[Material for this task Boundary: Start]
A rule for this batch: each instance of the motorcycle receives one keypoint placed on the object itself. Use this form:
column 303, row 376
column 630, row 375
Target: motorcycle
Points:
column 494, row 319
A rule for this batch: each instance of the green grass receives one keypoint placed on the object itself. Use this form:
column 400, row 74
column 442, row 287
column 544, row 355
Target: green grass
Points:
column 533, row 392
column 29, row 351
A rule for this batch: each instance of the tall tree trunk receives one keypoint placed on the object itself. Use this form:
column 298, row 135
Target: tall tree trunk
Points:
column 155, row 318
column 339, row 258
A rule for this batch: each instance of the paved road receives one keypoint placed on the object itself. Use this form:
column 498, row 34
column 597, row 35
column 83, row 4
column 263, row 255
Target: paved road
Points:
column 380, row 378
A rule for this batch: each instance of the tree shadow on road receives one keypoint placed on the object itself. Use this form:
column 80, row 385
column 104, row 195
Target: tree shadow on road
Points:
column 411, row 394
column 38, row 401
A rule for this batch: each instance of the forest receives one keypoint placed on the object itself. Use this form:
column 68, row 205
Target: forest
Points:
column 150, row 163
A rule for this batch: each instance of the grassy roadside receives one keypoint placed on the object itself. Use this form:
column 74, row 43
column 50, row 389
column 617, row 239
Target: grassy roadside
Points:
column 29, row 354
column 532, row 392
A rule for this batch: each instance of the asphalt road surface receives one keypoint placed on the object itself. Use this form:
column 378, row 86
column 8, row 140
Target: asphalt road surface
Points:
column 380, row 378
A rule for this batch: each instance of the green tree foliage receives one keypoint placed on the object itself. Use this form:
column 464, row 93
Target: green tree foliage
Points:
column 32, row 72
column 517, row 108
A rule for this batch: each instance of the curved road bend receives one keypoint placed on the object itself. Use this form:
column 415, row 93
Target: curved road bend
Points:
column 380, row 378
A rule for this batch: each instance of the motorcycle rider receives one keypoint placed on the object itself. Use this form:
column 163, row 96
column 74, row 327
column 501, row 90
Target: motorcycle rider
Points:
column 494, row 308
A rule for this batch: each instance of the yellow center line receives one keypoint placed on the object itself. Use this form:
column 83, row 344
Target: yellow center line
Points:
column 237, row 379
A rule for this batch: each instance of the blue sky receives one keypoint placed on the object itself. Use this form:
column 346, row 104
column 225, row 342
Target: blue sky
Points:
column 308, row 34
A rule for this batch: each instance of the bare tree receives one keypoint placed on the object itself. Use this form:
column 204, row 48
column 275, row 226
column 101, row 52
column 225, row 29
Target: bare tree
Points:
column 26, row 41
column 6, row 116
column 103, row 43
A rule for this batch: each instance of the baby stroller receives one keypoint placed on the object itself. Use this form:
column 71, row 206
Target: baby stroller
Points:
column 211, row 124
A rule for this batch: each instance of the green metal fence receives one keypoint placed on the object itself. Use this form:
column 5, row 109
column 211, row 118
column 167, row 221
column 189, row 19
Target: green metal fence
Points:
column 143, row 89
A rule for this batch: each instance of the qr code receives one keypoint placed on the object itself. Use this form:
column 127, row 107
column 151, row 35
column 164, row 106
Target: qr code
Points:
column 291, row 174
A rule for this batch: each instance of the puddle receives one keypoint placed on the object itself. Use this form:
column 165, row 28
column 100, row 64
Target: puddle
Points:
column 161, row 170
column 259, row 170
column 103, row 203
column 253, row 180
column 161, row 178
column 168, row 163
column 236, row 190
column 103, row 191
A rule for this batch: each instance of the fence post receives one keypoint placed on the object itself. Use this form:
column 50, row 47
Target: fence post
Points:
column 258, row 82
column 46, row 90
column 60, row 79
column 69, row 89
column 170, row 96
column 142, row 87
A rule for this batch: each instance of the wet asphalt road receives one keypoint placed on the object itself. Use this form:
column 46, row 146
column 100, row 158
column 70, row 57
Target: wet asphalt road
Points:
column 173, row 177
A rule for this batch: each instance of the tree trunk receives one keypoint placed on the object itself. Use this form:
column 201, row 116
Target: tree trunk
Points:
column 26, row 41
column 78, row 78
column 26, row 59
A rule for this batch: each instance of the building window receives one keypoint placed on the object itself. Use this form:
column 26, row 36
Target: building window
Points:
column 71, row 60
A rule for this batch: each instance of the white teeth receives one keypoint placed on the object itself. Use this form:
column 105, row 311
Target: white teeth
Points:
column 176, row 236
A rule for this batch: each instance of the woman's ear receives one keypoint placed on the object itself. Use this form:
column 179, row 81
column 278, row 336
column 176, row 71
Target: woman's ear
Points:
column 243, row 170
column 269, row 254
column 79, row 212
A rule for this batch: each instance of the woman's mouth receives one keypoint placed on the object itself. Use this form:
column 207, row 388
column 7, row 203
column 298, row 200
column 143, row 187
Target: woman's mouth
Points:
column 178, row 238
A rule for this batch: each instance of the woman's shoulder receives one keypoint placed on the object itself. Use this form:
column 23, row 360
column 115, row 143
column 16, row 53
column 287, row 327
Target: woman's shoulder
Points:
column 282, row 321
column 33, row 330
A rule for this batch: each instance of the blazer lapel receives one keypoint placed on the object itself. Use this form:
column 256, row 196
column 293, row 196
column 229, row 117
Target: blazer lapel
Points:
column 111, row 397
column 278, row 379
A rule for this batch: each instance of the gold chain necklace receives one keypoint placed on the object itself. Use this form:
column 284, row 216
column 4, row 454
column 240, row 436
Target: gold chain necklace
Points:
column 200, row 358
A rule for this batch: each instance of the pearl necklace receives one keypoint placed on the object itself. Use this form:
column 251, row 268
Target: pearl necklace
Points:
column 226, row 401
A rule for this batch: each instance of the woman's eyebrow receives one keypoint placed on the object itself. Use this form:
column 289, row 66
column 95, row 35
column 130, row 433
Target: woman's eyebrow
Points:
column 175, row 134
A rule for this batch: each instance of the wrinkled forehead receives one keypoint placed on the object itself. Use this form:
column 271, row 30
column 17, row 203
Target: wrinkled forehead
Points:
[Material for this task Boundary: End]
▶ **Aim of the exercise**
When you answer, retype all of the material exactly as it appears above.

▶ **Solution to the exercise**
A rule for this batch: each instance of the motorcycle receives one keypoint placed on the object itself. Use this form:
column 303, row 376
column 630, row 375
Target: motorcycle
Points:
column 494, row 319
A rule for this batch: each instance of the green grass receives one keypoint placed on the object itself. Use this form:
column 400, row 74
column 442, row 287
column 544, row 355
Target: green grass
Points:
column 533, row 392
column 29, row 351
A rule for this batch: each instance of the tall tree trunk receives one keypoint placed on the object itself. Use this form:
column 298, row 135
Target: tall tree trunk
Points:
column 155, row 318
column 339, row 258
A rule for this batch: each instance of the paved road receives one keypoint placed on the object itself. Use this form:
column 498, row 34
column 597, row 35
column 83, row 4
column 263, row 255
Target: paved road
Points:
column 380, row 378
A rule for this batch: each instance of the tree shadow on road receives one keypoint placed on the object itself. Use this form:
column 80, row 385
column 104, row 195
Target: tree shadow on road
Points:
column 411, row 394
column 38, row 401
A rule for this batch: each instance of the forest receives one keypoint placed on the object itself. Use this form:
column 68, row 205
Target: forest
Points:
column 150, row 163
A rule for this batch: each instance of the grassy roadside receives one keypoint placed on the object itself. Use this form:
column 74, row 43
column 50, row 389
column 617, row 239
Target: grassy roadside
Points:
column 29, row 354
column 532, row 392
A rule for this batch: each instance of the asphalt road surface receives one keypoint placed on the object itself. Use this form:
column 378, row 86
column 8, row 140
Target: asphalt road surface
Points:
column 380, row 378
A rule for this batch: each instance of the green tree foliage receives one keypoint placed on the object itself. Use this form:
column 464, row 93
Target: green tree foliage
Points:
column 32, row 72
column 517, row 108
A rule for this batch: each instance of the curved road bend receives one keypoint placed on the object itself. Use this form:
column 415, row 93
Target: curved road bend
Points:
column 380, row 378
A rule for this batch: each instance of the motorcycle rider receives one keypoint placed on the object itself. Use this form:
column 163, row 96
column 74, row 327
column 501, row 90
Target: motorcycle rider
Points:
column 494, row 308
A rule for this batch: each instance of the yellow center line receives one keypoint placed on the object itself. Use this form:
column 83, row 344
Target: yellow center line
Points:
column 237, row 379
A rule for this batch: each instance of the blue sky receives one keypoint placed on the object itself. Use this form:
column 346, row 104
column 225, row 342
Target: blue sky
Points:
column 308, row 34
A rule for this batch: each instance of the bare tree receives one keypoint placed on the object itself. Use this form:
column 204, row 48
column 275, row 226
column 101, row 52
column 225, row 29
Target: bare tree
Points:
column 26, row 41
column 6, row 116
column 103, row 43
A rule for this batch: each instance of the baby stroller receives one keypoint placed on the object itself. Use this form:
column 71, row 206
Target: baby stroller
Points:
column 211, row 124
A rule for this batch: each instance of the green metal fence receives one keypoint placed on the object itself. Use this form:
column 5, row 109
column 211, row 118
column 167, row 221
column 189, row 19
Target: green metal fence
Points:
column 143, row 89
A rule for this batch: each instance of the qr code receives one keypoint placed on the object itself. Use this form:
column 127, row 107
column 151, row 35
column 164, row 106
Target: qr code
Points:
column 291, row 174
A rule for this batch: each instance of the puddle receives one keypoint placed on the object itself. Use this form:
column 165, row 28
column 100, row 64
Target: puddle
Points:
column 161, row 170
column 259, row 170
column 103, row 203
column 253, row 180
column 161, row 178
column 168, row 163
column 236, row 190
column 103, row 191
A rule for this batch: each instance of the fence post receives one keypoint placed on the object itself. Use this form:
column 50, row 47
Target: fence post
Points:
column 258, row 82
column 46, row 90
column 60, row 79
column 69, row 89
column 170, row 96
column 142, row 87
A rule for this batch: each instance of the wet asphalt road receives one keypoint placed on the object itself. Use this form:
column 46, row 146
column 100, row 158
column 70, row 57
Target: wet asphalt road
Points:
column 173, row 177
A rule for this batch: each instance of the tree trunk receives one keypoint placed on the object itself. Use this form:
column 201, row 116
Target: tree trunk
Points:
column 26, row 41
column 78, row 78
column 26, row 59
A rule for this batch: each instance of the building window receives one keypoint placed on the object itself. Use this form:
column 26, row 36
Target: building window
Points:
column 71, row 60
A rule for this batch: each instance of the white teeth receives one keypoint placed on the object itself. Use this form:
column 105, row 311
Target: white teeth
Points:
column 176, row 236
A rule for this batch: each instance of the woman's ear receives one keypoint placed on the object itself. Use this form:
column 179, row 81
column 278, row 336
column 176, row 71
Target: woman's ear
Points:
column 243, row 170
column 269, row 254
column 79, row 212
A rule for this batch: each instance of the woman's mouth receives one keypoint placed on the object itself. Use this form:
column 207, row 388
column 7, row 203
column 298, row 200
column 143, row 187
Target: woman's mouth
Points:
column 178, row 238
A rule for this batch: each instance of the woman's shoulder receives one keypoint placed on the object itself. Use this form:
column 23, row 360
column 115, row 143
column 16, row 53
column 287, row 327
Target: woman's shoulder
Points:
column 282, row 321
column 33, row 330
A rule for this batch: each instance of the blazer lapel receives one keypoint placed on the object itself. Use this form:
column 256, row 196
column 293, row 196
column 229, row 117
Target: blazer lapel
Points:
column 111, row 397
column 278, row 379
A rule for this batch: each instance of the gold chain necklace receives one keypoint placed on the object itself. Use this form:
column 284, row 216
column 4, row 454
column 240, row 436
Target: gold chain necklace
Points:
column 200, row 358
A rule for this batch: each instance of the pearl necklace receives one keypoint placed on the object itself. Use this form:
column 251, row 268
Target: pearl necklace
Points:
column 226, row 401
A rule for this batch: each instance of the woman's eyebrow receives one keypoint placed on the object itself. Use this form:
column 289, row 66
column 95, row 35
column 130, row 433
Target: woman's eyebrow
Points:
column 175, row 134
A rule for this batch: each instance of the wrinkled forehead receives one keypoint placed on the object itself. Use this form:
column 271, row 30
column 17, row 203
Target: wrinkled forehead
Points:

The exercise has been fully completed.